Task brief> Pick out every row below that contains the word "point", and copy each one.

Excerpted records>
^^^^^^^^

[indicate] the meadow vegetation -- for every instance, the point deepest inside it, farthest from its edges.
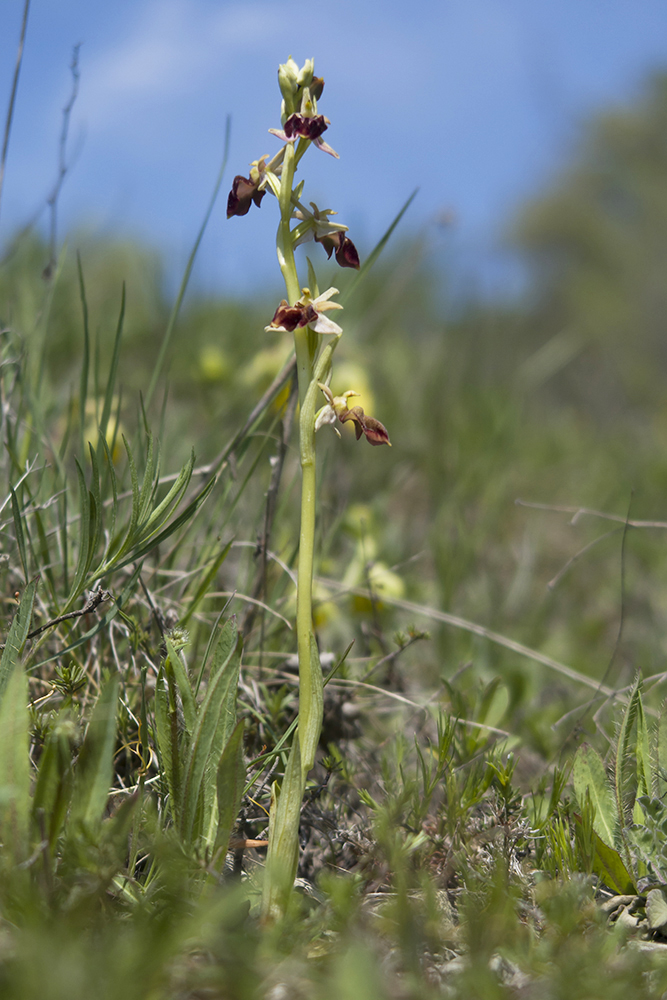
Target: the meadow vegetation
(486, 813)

^^^^^^^^

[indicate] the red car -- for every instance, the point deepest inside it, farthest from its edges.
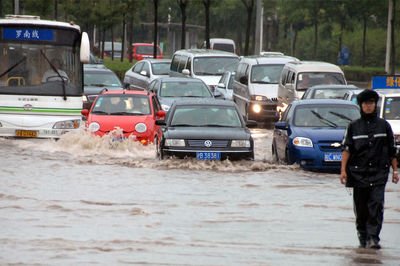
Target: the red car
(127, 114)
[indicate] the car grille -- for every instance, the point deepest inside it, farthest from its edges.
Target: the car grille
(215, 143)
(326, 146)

^^^^^^^^

Reply to the exercise>
[indicate] the meadow vegetation -- for every instance, the point deepest inside it, farthest from its edges.
[indicate] the red car -- for every instance, the point deepest inside it, farthest from its edges.
[indicate] the car grille -- for every instance, the point deepest inside it, farthest from its edges.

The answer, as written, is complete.